◆ **READING PASSAGE**:

----

Translated from the Bengali by Upama Mukherjee
Purpuri made with Kochu root : a mixed dish made with stalks of Kabil Kochu and Prawn fritters
Thakuma’s worship utensils were all made of brass. Post-puja, the daughters-in-law of the house scrubbed them with tamarind and soil at the side of the courtyard.
The house never seemed big enough. Father, uncles, aunts… about seventeen to eighteen people seemed to keep it brimming at all corners. I was the only child among the crowd of elderly people. And, that too, a highly imitative one.
Maa says that there was a time when I could pick up someone’s behavior or any physical posture almost instantly. Even the ways of calling out to someone could not be left out of this game of imitation.
Thakuma addressed the daughters-in-law as bouma. Why should I not? So, except my mother, all my aunts became my bouma. They still are.

----

◆ **Dataset entries**:
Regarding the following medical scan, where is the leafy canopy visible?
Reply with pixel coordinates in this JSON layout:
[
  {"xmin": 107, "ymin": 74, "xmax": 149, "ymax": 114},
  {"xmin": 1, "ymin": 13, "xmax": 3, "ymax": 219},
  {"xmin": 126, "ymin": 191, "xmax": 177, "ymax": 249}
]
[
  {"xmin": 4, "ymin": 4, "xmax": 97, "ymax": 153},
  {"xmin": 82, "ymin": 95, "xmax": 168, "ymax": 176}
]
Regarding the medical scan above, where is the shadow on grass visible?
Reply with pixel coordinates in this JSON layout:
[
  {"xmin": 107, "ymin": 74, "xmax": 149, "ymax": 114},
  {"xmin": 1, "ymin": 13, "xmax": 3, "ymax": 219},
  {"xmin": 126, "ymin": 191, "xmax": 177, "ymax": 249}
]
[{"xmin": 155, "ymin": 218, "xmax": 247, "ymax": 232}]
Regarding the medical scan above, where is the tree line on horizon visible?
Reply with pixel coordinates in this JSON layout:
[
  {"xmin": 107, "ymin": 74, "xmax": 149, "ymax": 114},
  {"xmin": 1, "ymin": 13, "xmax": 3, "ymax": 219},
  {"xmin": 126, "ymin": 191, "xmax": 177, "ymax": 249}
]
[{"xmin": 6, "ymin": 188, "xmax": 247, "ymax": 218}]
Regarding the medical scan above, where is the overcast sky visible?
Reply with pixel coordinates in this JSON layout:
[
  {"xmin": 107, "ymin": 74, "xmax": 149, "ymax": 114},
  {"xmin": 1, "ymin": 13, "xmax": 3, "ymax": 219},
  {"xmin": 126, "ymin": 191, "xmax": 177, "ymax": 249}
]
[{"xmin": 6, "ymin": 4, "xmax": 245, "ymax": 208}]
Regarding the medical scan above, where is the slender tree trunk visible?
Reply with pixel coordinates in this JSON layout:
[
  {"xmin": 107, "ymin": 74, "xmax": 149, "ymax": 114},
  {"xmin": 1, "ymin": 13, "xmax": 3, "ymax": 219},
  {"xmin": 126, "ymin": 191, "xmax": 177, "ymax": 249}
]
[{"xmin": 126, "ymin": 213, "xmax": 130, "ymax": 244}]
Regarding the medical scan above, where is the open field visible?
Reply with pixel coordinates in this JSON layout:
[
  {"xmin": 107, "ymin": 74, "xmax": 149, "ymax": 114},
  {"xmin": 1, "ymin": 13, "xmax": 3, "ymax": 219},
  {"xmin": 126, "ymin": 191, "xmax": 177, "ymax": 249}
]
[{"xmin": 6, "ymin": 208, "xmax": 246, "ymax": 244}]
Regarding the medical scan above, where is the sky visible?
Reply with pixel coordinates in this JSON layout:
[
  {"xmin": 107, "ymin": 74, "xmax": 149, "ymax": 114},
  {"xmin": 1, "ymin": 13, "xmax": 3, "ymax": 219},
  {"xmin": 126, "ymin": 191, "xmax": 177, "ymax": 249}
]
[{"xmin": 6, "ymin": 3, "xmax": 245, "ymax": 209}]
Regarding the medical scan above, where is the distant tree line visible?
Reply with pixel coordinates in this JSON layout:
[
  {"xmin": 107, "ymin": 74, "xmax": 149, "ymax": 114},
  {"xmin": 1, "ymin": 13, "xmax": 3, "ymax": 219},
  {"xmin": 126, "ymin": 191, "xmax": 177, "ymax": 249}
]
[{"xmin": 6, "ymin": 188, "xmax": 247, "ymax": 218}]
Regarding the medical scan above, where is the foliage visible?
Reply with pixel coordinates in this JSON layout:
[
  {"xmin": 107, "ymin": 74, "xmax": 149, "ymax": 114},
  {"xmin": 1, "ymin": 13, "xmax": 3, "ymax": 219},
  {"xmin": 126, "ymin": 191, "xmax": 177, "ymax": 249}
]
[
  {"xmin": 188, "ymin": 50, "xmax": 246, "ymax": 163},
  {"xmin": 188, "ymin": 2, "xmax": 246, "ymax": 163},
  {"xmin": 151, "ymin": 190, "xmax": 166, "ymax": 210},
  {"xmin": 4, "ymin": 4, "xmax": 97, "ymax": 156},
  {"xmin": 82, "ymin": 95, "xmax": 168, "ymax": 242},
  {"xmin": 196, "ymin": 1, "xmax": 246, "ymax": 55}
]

----

◆ **REQUIRED ACTIONS**:
a – Reproduce the memoir excerpt between "Translated from the" and "They still are.", inclusive.
b – Which non-English words for family members appear in the memoir excerpt?
c – Render this sentence from the memoir excerpt in Spanish: "Thakuma addressed the daughters-in-law as bouma."

◆ **OUTPUTS BY TASK**:
a –
Translated from the Bengali by Upama Mukherjee
Purpuri made with Kochu root : a mixed dish made with stalks of Kabil Kochu and Prawn fritters
Thakuma’s worship utensils were all made of brass. Post-puja, the daughters-in-law of the house scrubbed them with tamarind and soil at the side of the courtyard.
The house never seemed big enough. Father, uncles, aunts… about seventeen to eighteen people seemed to keep it brimming at all corners. I was the only child among the crowd of elderly people. And, that too, a highly imitative one.
Maa says that there was a time when I could pick up someone’s behavior or any physical posture almost instantly. Even the ways of calling out to someone could not be left out of this game of imitation.
Thakuma addressed the daughters-in-law as bouma. Why should I not? So, except my mother, all my aunts became my bouma. They still are.

b – Thakuma, Maa, bouma

c – Thakuma llamaba bouma a las nueras.